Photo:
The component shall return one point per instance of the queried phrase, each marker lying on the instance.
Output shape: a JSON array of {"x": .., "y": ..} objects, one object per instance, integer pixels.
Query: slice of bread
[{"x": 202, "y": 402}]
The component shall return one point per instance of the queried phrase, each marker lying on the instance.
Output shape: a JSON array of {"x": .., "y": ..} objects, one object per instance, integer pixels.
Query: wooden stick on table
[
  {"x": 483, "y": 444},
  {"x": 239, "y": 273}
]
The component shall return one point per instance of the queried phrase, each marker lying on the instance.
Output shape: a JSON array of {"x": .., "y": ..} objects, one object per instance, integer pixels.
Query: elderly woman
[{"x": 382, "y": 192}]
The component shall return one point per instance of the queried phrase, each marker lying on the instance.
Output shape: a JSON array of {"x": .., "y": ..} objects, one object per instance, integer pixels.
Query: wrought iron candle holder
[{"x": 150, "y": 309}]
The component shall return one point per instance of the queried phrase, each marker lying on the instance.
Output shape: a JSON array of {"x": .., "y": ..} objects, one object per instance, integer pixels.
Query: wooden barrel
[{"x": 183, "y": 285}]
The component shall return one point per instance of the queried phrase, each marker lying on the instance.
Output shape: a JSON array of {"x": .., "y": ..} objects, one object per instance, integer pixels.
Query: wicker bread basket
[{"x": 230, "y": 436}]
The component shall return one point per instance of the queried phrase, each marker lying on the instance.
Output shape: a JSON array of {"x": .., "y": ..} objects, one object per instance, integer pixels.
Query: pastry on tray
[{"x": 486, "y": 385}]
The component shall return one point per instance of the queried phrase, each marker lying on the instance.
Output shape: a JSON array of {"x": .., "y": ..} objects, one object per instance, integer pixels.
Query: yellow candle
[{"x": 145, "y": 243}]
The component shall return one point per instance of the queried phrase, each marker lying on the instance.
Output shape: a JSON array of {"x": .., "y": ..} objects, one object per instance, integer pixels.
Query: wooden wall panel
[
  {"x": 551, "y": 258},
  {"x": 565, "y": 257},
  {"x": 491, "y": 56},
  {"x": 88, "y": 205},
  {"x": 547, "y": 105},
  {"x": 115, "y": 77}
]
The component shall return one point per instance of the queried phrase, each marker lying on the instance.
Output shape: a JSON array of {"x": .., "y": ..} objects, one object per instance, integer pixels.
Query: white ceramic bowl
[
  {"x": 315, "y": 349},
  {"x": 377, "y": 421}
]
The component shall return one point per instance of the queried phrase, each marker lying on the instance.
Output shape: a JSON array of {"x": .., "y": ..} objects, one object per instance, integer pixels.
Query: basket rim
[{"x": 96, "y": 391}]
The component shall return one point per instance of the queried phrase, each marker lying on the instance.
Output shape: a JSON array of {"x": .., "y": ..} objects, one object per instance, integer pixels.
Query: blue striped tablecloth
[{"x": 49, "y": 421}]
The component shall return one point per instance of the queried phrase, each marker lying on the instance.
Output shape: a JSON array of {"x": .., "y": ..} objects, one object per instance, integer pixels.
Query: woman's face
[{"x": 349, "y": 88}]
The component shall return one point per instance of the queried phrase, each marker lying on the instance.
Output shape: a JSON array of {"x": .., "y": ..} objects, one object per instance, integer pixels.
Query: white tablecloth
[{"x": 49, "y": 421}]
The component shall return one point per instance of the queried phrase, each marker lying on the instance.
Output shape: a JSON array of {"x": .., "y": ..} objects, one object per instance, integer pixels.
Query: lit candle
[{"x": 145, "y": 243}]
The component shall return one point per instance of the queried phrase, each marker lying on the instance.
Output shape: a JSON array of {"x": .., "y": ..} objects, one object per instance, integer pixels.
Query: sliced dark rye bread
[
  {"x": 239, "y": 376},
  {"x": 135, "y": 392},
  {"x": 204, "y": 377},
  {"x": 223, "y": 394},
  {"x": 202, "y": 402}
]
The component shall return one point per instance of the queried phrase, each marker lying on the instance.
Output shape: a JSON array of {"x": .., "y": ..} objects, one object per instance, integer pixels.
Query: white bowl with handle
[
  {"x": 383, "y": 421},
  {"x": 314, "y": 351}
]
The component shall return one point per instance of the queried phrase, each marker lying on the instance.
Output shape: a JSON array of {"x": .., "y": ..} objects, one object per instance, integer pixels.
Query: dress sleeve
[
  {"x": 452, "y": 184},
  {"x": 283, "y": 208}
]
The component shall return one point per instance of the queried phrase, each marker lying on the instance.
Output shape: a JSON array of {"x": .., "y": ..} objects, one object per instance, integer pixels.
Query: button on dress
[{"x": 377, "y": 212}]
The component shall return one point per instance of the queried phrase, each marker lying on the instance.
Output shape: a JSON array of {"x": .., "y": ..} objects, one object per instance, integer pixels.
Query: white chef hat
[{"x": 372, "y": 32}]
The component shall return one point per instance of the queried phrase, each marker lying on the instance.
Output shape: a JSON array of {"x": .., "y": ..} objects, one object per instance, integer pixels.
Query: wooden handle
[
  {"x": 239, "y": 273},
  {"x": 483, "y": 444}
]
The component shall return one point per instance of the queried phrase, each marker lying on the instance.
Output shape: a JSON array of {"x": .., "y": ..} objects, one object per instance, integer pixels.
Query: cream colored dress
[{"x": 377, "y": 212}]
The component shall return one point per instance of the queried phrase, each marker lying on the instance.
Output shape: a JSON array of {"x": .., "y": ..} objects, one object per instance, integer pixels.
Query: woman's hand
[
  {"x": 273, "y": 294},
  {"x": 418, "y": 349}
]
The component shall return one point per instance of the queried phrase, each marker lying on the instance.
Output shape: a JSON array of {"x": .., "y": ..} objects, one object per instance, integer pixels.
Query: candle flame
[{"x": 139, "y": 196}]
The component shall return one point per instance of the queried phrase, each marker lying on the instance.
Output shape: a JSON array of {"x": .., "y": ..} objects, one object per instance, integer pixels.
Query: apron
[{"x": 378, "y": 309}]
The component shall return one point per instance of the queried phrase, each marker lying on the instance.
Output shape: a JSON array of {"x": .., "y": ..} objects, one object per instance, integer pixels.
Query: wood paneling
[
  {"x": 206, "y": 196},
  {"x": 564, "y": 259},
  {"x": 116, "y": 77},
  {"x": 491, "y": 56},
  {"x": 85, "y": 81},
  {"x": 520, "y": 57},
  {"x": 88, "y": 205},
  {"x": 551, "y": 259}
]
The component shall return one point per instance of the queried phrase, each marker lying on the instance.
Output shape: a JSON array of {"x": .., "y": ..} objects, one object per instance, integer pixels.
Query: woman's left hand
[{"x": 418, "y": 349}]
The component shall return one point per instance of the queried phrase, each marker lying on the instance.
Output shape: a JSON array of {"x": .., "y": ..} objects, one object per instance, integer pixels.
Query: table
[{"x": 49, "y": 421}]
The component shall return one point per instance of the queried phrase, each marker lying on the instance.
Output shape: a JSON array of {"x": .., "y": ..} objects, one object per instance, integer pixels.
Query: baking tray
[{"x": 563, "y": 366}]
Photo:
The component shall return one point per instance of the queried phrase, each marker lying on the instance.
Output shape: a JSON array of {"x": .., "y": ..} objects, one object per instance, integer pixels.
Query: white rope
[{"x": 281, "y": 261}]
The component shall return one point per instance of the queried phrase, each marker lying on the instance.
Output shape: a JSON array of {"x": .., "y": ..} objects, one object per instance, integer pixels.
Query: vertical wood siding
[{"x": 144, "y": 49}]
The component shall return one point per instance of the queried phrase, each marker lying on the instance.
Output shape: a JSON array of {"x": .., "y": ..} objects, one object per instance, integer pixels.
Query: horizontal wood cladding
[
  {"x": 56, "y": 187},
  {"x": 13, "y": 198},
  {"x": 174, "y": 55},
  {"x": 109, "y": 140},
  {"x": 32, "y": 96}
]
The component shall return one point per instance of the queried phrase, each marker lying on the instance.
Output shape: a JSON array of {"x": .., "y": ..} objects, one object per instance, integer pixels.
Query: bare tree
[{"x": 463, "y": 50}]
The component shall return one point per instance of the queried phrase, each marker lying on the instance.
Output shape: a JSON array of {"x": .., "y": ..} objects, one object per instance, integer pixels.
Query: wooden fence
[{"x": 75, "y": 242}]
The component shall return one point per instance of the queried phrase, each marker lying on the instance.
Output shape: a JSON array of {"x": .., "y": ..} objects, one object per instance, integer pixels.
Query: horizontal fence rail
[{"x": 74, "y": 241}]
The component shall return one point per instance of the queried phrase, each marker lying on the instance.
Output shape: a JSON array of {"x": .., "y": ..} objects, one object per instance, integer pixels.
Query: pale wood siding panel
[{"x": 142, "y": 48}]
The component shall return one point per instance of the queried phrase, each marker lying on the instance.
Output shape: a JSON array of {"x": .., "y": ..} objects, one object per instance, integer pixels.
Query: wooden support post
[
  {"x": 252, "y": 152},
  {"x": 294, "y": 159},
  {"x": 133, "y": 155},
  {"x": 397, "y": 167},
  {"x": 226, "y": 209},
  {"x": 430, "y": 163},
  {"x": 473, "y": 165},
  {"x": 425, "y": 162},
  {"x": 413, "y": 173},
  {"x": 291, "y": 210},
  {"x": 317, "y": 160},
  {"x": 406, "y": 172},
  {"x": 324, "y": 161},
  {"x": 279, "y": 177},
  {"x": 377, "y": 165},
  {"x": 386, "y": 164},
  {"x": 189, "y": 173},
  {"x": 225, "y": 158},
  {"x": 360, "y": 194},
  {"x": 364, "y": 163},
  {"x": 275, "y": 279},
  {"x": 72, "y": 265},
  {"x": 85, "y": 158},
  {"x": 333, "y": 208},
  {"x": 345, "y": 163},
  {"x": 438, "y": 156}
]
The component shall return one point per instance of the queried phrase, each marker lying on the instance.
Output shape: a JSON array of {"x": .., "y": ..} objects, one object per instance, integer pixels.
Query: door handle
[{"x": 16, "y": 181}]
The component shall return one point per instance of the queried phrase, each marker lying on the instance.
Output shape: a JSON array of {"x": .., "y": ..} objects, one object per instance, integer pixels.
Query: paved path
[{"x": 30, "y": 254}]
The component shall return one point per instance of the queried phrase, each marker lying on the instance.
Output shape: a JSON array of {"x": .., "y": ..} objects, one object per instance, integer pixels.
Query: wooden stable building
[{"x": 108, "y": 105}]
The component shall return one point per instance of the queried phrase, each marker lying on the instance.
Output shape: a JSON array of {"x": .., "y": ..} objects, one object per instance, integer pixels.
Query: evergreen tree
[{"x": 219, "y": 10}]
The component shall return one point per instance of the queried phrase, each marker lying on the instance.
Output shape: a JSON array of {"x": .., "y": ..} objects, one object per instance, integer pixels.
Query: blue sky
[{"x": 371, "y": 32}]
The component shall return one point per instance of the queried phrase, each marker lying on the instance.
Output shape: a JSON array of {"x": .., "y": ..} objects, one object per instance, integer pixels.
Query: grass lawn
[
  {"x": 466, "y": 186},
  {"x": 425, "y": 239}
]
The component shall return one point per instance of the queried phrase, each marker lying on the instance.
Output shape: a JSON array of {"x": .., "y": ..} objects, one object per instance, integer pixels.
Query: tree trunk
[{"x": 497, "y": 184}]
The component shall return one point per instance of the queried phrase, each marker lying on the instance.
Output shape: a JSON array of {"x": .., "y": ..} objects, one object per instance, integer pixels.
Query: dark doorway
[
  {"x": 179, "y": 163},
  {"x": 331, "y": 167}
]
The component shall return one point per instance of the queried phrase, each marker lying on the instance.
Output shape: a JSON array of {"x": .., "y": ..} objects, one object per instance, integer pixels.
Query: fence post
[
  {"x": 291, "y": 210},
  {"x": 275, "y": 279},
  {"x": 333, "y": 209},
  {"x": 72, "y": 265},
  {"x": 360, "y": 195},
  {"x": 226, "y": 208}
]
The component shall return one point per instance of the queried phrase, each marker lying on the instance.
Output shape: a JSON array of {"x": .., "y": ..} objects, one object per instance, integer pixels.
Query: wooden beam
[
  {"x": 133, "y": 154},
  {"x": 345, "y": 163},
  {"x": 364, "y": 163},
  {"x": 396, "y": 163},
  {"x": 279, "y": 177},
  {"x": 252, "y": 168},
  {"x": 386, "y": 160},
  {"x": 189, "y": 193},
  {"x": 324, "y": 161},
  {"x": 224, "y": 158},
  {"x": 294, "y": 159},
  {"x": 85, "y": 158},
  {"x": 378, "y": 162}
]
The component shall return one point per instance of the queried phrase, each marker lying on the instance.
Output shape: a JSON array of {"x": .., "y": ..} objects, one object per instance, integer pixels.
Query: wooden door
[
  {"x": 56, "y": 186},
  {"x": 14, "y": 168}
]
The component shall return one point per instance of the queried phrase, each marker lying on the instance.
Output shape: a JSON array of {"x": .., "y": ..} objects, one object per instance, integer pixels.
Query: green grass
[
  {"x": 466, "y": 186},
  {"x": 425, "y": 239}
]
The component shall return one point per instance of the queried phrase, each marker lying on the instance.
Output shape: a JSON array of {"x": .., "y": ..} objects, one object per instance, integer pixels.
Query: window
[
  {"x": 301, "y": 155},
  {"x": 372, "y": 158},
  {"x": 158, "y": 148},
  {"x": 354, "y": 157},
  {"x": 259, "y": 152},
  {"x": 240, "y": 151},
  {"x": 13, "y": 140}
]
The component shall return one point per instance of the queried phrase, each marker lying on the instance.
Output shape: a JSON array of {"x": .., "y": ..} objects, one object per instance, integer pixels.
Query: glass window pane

TASK DIRECTIONS
Find every line in the rows above that contains the word "siding", and copy each of those lines in full. Treat case as significant.

FINISHED ANSWER
Query: vertical wood siding
Query: pale wood siding panel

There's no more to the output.